■ What you have to do ■
Scale the lines from the first one up to and including the line with "point(47, 195)" by rewriting every one of them. Leave the text of each line unchanged except the coordinates in the answers, which you multiply by 1.8 and round to whole numbers, with halves rounded up.

■ Exercise material ■
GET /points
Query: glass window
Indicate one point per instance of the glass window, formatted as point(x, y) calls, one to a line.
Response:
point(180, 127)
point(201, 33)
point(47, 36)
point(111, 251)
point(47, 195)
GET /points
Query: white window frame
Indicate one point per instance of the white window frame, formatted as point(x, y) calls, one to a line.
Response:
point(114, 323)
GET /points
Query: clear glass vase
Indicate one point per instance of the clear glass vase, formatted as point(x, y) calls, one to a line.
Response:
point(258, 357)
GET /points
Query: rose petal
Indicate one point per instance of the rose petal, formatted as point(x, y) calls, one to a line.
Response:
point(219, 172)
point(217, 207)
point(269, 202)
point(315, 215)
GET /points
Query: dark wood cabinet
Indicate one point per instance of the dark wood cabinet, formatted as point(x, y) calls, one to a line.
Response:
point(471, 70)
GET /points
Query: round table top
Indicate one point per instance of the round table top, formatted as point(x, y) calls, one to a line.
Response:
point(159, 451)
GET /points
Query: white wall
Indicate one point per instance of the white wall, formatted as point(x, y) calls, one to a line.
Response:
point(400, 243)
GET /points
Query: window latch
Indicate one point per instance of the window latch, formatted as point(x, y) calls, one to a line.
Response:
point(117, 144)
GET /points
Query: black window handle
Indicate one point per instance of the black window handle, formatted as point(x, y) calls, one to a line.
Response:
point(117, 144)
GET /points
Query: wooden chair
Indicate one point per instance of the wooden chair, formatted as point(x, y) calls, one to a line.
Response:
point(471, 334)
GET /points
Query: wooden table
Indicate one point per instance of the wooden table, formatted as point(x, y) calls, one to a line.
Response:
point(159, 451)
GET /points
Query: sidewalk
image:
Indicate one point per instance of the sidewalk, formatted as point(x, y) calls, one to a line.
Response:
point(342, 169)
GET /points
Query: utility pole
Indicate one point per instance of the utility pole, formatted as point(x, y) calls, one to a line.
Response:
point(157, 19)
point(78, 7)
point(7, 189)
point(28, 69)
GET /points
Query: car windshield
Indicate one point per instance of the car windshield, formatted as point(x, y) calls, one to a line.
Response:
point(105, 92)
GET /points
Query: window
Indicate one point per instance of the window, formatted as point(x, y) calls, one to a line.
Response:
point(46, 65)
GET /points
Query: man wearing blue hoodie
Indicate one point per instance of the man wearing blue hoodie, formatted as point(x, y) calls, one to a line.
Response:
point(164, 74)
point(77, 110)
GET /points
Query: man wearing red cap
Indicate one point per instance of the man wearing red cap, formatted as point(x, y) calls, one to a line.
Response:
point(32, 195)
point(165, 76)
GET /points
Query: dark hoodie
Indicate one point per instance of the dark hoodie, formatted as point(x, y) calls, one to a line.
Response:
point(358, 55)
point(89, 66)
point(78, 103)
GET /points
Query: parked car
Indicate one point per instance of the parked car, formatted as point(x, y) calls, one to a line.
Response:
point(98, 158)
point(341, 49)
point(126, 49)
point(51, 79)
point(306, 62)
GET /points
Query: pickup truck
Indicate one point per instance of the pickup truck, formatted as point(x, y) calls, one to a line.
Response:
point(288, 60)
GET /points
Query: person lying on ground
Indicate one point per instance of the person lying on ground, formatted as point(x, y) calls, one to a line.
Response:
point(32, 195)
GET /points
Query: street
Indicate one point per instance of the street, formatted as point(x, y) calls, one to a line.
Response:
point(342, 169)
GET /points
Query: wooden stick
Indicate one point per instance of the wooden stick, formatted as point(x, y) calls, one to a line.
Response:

■ Result of this exercise ■
GET /points
Query: glass window
Indicate one point per instance of the glass window, formatted as point(x, y) calls, one to a line.
Response:
point(324, 229)
point(362, 59)
point(85, 65)
point(200, 452)
point(85, 351)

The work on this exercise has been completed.